> Extract to read
*** Block opens ***

It may well be that rage saved Flaubert from a hermetic aestheticism, that it infected his books with that negative virus that is the secret of their accessibility: for a novel to be harmful, it is indispensable that it be read and understood. This is perhaps a useful lesson for a writer of today. The author of Madame Bovary understood full well that genuine literature would always be dangerous.

The paradoxical conclusion of all the analyses of Flaubert’s writing, which is also the thesis of Vargas Llosa’s enterprise, comes in the next paragraph on this last page. It could well have been stated in the present tense. “Form was life’s best defender.”

After finishing this powerful and intelligent book, I found myself wondering again about the first part, “An Unrequited Passion.” Vargas Llosa deals systematically in later sections with the qualities of Flaubert’s novel. Why does he spend forty desultory pages at the beginning talking about his lasting literary love affair with Emma, Flaubert’s shoe fetishism, and vulgarity in the novel? I believe that Vargas Llosa was assembling a literary scarecrow, firing warning shots in the air to drive away circling critics and intellectuals. He wants to be read. Still, we must examine the claims made here. Using words like “consolation,” “cathartic,” and “tonic,” he describes how Flaubert’s writings have saved him from depression and suicide. This therapeutic power derives from a novel’s capacity to represent the world. “Flaubert was out to imitate reality.” Above all, Flaubert records in Madame Bovary four elements that, convincingly combined, can convey the illusion of life: rebelliousness, violence, materialism, and sex. Vargas Llosa’s epigraph from Flaubert’s letters provides his title. “The one way of tolerating existence is to lose oneself in literature as in a perpetual orgy.” The orgy is literature, not life; sex provides a recurrent metaphor for writing—and for reading. Vargas Llosa has a tendency to favor images of reader as lover, “his heart pounding with desire.”

*** Block closes ***

(Descriptions of image regions in natural language)

*** Block opens ***

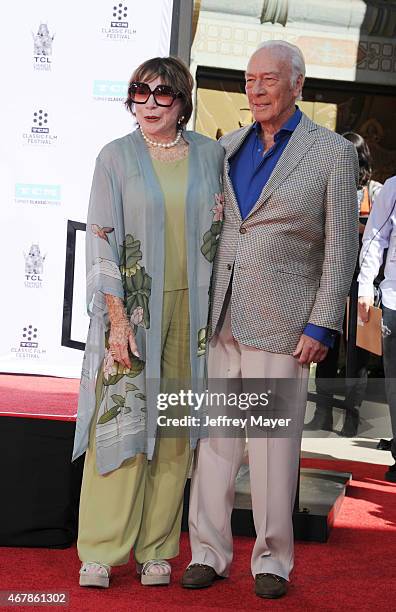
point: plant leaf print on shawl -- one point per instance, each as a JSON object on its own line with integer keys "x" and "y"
{"x": 125, "y": 251}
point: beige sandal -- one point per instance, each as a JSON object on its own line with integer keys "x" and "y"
{"x": 95, "y": 574}
{"x": 149, "y": 578}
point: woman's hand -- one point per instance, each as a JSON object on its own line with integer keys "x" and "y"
{"x": 364, "y": 304}
{"x": 121, "y": 333}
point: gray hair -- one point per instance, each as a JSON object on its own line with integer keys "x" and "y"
{"x": 295, "y": 55}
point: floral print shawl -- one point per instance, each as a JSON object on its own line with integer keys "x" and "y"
{"x": 125, "y": 258}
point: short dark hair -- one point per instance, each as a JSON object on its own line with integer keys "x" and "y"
{"x": 364, "y": 157}
{"x": 174, "y": 73}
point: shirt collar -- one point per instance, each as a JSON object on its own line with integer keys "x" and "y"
{"x": 289, "y": 126}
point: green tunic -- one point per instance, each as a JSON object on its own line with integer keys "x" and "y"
{"x": 173, "y": 177}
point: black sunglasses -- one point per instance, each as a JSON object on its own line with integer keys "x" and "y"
{"x": 163, "y": 94}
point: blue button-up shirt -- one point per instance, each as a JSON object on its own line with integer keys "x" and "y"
{"x": 249, "y": 172}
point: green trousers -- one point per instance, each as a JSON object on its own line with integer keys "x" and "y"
{"x": 139, "y": 505}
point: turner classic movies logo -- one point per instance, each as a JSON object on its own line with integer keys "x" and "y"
{"x": 42, "y": 42}
{"x": 29, "y": 344}
{"x": 34, "y": 267}
{"x": 37, "y": 195}
{"x": 40, "y": 132}
{"x": 119, "y": 28}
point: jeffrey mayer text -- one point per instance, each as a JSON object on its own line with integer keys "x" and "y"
{"x": 222, "y": 421}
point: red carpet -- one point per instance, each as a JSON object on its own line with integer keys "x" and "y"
{"x": 354, "y": 570}
{"x": 38, "y": 396}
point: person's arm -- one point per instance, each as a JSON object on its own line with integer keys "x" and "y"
{"x": 340, "y": 253}
{"x": 375, "y": 241}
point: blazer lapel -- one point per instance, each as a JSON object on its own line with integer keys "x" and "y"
{"x": 228, "y": 186}
{"x": 301, "y": 140}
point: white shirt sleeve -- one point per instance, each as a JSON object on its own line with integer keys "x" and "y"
{"x": 376, "y": 237}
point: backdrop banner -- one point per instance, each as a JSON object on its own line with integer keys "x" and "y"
{"x": 65, "y": 75}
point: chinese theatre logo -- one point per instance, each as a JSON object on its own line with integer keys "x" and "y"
{"x": 34, "y": 267}
{"x": 42, "y": 43}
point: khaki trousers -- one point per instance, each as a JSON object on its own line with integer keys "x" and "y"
{"x": 273, "y": 464}
{"x": 140, "y": 504}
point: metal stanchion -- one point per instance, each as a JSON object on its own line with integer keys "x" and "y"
{"x": 351, "y": 353}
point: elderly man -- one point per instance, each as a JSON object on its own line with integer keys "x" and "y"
{"x": 281, "y": 276}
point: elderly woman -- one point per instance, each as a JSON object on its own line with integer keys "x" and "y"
{"x": 154, "y": 218}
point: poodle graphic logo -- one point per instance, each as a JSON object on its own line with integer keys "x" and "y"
{"x": 34, "y": 267}
{"x": 42, "y": 42}
{"x": 119, "y": 29}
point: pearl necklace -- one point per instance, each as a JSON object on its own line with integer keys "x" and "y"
{"x": 165, "y": 145}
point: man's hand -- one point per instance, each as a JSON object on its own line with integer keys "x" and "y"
{"x": 310, "y": 350}
{"x": 364, "y": 304}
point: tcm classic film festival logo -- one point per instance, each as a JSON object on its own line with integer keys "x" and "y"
{"x": 40, "y": 134}
{"x": 37, "y": 194}
{"x": 34, "y": 267}
{"x": 42, "y": 52}
{"x": 119, "y": 26}
{"x": 29, "y": 347}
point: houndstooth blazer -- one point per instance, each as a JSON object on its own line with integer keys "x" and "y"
{"x": 292, "y": 259}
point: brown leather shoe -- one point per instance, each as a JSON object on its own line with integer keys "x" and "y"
{"x": 270, "y": 586}
{"x": 199, "y": 576}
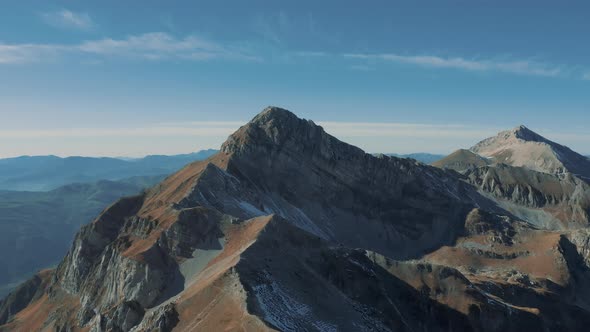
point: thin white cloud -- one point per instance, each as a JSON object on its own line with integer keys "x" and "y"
{"x": 149, "y": 46}
{"x": 176, "y": 137}
{"x": 27, "y": 53}
{"x": 67, "y": 19}
{"x": 523, "y": 67}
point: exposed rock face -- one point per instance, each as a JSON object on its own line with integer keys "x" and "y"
{"x": 545, "y": 200}
{"x": 462, "y": 160}
{"x": 523, "y": 147}
{"x": 287, "y": 228}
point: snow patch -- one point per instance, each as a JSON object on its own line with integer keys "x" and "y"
{"x": 284, "y": 312}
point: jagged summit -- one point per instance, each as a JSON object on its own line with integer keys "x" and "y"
{"x": 523, "y": 147}
{"x": 525, "y": 134}
{"x": 277, "y": 128}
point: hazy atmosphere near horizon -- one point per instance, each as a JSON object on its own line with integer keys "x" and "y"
{"x": 135, "y": 78}
{"x": 274, "y": 165}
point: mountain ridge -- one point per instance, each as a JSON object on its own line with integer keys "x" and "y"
{"x": 288, "y": 228}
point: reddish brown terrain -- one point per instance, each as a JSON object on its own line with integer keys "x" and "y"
{"x": 290, "y": 229}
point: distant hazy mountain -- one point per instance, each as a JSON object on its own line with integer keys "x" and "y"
{"x": 427, "y": 158}
{"x": 36, "y": 228}
{"x": 43, "y": 173}
{"x": 461, "y": 160}
{"x": 522, "y": 147}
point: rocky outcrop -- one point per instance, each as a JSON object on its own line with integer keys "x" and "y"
{"x": 564, "y": 201}
{"x": 462, "y": 160}
{"x": 522, "y": 147}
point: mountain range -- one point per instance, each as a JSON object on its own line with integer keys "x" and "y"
{"x": 43, "y": 173}
{"x": 36, "y": 228}
{"x": 287, "y": 228}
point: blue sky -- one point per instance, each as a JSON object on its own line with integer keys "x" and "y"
{"x": 143, "y": 77}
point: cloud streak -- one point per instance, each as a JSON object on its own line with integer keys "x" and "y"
{"x": 149, "y": 46}
{"x": 523, "y": 67}
{"x": 370, "y": 136}
{"x": 67, "y": 19}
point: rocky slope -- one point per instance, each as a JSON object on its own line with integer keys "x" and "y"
{"x": 523, "y": 147}
{"x": 462, "y": 160}
{"x": 289, "y": 229}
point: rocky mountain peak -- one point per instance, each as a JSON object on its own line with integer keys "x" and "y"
{"x": 277, "y": 129}
{"x": 525, "y": 134}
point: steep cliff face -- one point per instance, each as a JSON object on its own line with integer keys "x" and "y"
{"x": 287, "y": 228}
{"x": 545, "y": 200}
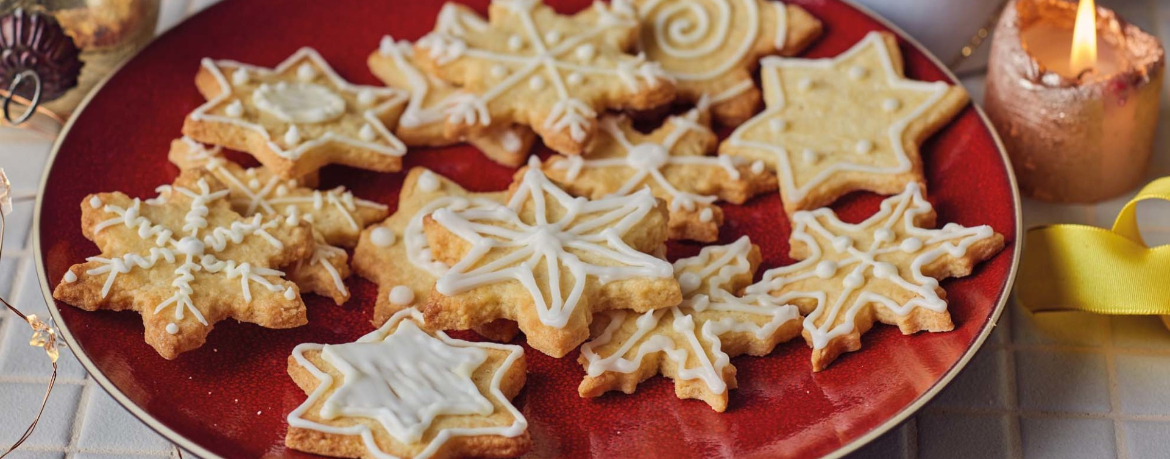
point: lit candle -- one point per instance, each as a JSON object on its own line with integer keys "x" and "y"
{"x": 1074, "y": 93}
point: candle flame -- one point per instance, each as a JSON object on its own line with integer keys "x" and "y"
{"x": 1084, "y": 56}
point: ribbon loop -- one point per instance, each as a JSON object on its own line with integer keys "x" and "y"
{"x": 1076, "y": 267}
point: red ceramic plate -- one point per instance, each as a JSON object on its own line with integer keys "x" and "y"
{"x": 229, "y": 397}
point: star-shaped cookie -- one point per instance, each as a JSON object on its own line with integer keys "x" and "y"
{"x": 396, "y": 255}
{"x": 425, "y": 120}
{"x": 692, "y": 342}
{"x": 336, "y": 216}
{"x": 883, "y": 269}
{"x": 549, "y": 261}
{"x": 405, "y": 392}
{"x": 711, "y": 47}
{"x": 534, "y": 67}
{"x": 852, "y": 122}
{"x": 185, "y": 261}
{"x": 673, "y": 162}
{"x": 297, "y": 117}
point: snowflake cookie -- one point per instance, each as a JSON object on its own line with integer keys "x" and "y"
{"x": 336, "y": 216}
{"x": 692, "y": 342}
{"x": 406, "y": 392}
{"x": 185, "y": 260}
{"x": 549, "y": 261}
{"x": 885, "y": 269}
{"x": 852, "y": 122}
{"x": 673, "y": 162}
{"x": 534, "y": 67}
{"x": 711, "y": 47}
{"x": 396, "y": 255}
{"x": 297, "y": 117}
{"x": 424, "y": 123}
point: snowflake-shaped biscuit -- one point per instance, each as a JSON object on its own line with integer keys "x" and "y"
{"x": 885, "y": 269}
{"x": 673, "y": 162}
{"x": 534, "y": 67}
{"x": 396, "y": 255}
{"x": 692, "y": 342}
{"x": 424, "y": 123}
{"x": 405, "y": 392}
{"x": 336, "y": 216}
{"x": 297, "y": 117}
{"x": 711, "y": 47}
{"x": 852, "y": 122}
{"x": 185, "y": 260}
{"x": 549, "y": 261}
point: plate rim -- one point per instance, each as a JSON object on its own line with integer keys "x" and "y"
{"x": 186, "y": 444}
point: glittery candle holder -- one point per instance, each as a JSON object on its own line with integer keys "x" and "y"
{"x": 1073, "y": 138}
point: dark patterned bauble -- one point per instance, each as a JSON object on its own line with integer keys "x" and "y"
{"x": 35, "y": 41}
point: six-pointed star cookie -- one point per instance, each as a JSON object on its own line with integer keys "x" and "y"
{"x": 185, "y": 260}
{"x": 692, "y": 342}
{"x": 425, "y": 118}
{"x": 711, "y": 47}
{"x": 336, "y": 216}
{"x": 396, "y": 255}
{"x": 885, "y": 269}
{"x": 297, "y": 117}
{"x": 404, "y": 392}
{"x": 549, "y": 261}
{"x": 841, "y": 124}
{"x": 673, "y": 162}
{"x": 531, "y": 66}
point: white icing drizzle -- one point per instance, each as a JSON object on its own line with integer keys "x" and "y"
{"x": 234, "y": 111}
{"x": 648, "y": 159}
{"x": 191, "y": 253}
{"x": 771, "y": 68}
{"x": 689, "y": 32}
{"x": 896, "y": 218}
{"x": 697, "y": 319}
{"x": 541, "y": 64}
{"x": 404, "y": 378}
{"x": 592, "y": 227}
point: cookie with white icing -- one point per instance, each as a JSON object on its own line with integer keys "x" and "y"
{"x": 673, "y": 162}
{"x": 883, "y": 269}
{"x": 841, "y": 124}
{"x": 549, "y": 261}
{"x": 297, "y": 117}
{"x": 396, "y": 255}
{"x": 424, "y": 122}
{"x": 693, "y": 342}
{"x": 336, "y": 216}
{"x": 711, "y": 47}
{"x": 406, "y": 392}
{"x": 530, "y": 66}
{"x": 185, "y": 260}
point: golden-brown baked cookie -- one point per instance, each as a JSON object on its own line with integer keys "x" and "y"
{"x": 185, "y": 261}
{"x": 841, "y": 124}
{"x": 883, "y": 269}
{"x": 405, "y": 392}
{"x": 549, "y": 261}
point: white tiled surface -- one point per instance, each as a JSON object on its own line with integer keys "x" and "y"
{"x": 1059, "y": 385}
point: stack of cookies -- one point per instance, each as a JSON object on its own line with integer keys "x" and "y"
{"x": 572, "y": 254}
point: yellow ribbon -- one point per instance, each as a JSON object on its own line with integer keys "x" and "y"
{"x": 1075, "y": 267}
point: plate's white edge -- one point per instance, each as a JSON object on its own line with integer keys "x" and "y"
{"x": 47, "y": 293}
{"x": 1005, "y": 295}
{"x": 191, "y": 446}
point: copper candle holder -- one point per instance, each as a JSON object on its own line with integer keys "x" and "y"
{"x": 1080, "y": 137}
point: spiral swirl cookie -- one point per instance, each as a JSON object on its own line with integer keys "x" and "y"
{"x": 711, "y": 47}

*** Block closes ***

> Problem
Carry on the passage about Vargas Llosa's book on Flaubert, picking up after its final sentence.

> Response to the exercise
Unfortunately such passages will not scare off but attract some academic critics, who today use the word desire in every possible context until it has become an unintended euphemism. There are a few more serious lapses. “Although she dies a terrible death at a young age because she has the courage to accept herself for what she is, Emma at least has profound experiences.” Does “what she is” stand for fate, personality type (hysterical, black-eyed adulteress), a superior spirit? And “profound experiences”! The passage suggests that Vargas Llosa is referring to sexual experiences. Flaubert portrays them as less profound than the “double visions” of one’s own existence at rare moments. Dramatic instances of these moments of double perception happen to poor Charles near the opening (as Vargas Llosa later shows) and to old Rouault near the end, as well as to Emma.

I will forgive Vargas Llosa for his compulsive warning shots and for the spongy sentences he can let slip. This work of love and conviction belongs to a small class of studies by one great novelist on another. Henry James writing on Hawthorne, Beckett on Proust, have a special status; their books cut two ways. The Perpetual Orgy is the most spirited and helpful introduction to Madame Bovary we now have. Neither students nor the general reader should heed the warning shots.

And Vargas Llosa has learned his lesson discreetly. In his own novels of high adventure and political acuteness, he doesn’t write like Flaubert. His powerful and flexible narrative style has absorbed many influences. I cannot speak about his letters.